MAD – Maximum Acceptable Downtime


Business Objectives vs Business Continuity Objectives – The Missing Step

This blog article talks about a step in the Business Continuity Planning (BCP) Methodology that I think is missing – and, I happen to think it is a pretty important step.

One of the greatest challenges in the BCP methodology is in establishing the program’s recovery objectives.  Whether you label them as Maximum Acceptable Downtime (MAD); Recovery Time and Recovery Point Objectives (RTO & RPO); or some other creative anagram unique to your process, these program benchmarks are usually arrived at through a Business Impact Analysis (BIA) process or, at least, through some survey/interview with business managers and subject matter experts to establish what the critical business processes are; what timeframes they must be recovered; and what resources must be available in certain timeframes to enable our continuity or recovery of those processes.  Does this sound familiar?  I’m I right, so far?

But – you knew there was going to be a but – to achieve what end?  I mean, we do a great job defining business continuity objectives, but do we do so against established business objectives?

TASK DESCRIPTION
Write the next few paragraphs of the business continuity objectives piece, continuing from its last sentence. The listing that comes next is separate material, unrelated to the piece on business continuity objectives.

SUPPLIED INFORMATION
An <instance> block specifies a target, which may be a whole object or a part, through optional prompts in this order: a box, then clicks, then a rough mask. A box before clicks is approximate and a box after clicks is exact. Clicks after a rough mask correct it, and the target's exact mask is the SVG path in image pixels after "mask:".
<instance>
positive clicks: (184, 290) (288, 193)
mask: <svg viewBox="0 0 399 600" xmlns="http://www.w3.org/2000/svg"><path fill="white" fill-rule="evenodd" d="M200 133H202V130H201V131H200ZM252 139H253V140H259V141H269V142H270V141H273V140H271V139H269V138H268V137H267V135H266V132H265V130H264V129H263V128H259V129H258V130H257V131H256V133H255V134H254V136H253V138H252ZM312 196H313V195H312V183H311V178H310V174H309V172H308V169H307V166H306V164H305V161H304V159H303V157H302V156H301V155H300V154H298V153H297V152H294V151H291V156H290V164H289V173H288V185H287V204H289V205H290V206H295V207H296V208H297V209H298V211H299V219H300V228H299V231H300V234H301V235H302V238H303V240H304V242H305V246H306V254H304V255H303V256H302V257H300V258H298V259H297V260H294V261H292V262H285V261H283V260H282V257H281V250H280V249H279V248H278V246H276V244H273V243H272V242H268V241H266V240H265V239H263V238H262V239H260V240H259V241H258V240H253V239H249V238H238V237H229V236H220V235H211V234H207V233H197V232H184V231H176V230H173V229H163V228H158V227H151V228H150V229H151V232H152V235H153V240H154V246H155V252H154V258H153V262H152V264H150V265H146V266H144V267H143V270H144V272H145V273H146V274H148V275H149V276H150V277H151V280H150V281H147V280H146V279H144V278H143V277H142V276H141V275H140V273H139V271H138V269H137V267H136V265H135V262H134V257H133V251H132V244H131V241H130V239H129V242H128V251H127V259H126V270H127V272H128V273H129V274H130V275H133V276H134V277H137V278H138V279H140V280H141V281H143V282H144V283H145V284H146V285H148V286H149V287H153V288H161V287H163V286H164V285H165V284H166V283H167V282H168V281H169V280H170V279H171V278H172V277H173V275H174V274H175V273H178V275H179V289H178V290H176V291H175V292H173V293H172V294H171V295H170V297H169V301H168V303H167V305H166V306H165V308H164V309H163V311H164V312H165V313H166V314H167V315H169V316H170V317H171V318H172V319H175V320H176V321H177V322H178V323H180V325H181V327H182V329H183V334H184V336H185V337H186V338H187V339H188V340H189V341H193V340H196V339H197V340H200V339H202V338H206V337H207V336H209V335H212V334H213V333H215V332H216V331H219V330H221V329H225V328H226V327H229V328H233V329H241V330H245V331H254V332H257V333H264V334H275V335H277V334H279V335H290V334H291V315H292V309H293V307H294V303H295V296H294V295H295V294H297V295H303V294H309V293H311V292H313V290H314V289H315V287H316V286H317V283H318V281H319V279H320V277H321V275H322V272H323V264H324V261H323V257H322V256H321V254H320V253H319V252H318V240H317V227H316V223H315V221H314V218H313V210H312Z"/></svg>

RESULT
I always thought that the savvy business manager, when asked to complete a BIA questionnaire would ask the question, “What is Senior Management expecting me to achieve during the business interruption period?”  Sometimes, I think, we get close.  Many times I hear business continuity planning professionals say that the objective is to “survive” the disaster or “keep the company solvent”.  But do we ever define what that means – in business objective terms?

So, forget about operating in disaster situations for a second.  Just think about business as usual objectives.  Most every company and most every department within each company has established business or performance objectives.  There are defined revenue targets, income objectives, margin targets, production objectives, etc.  There are expected number of widgets to produce per week; sales targets; number of calls handled per hour; items sold; and so on and so on.

What I would want to know, if I were the business manager being asked what my critical processes are and how long can we go without performing those processes, is:  What adjustments are being made to my performance objectives during this incident you are asking me to plan for?  Am I expected to still achieve my revenue target, sales target, income target, margin targets?  Am I still being measured against growth?  How many widgets per day am I expected to still crank out?  If you can tell me what my management is expecting me to produce during this contingency period, I can then tell you what I need to do, when I need to do it and what I need to get it done.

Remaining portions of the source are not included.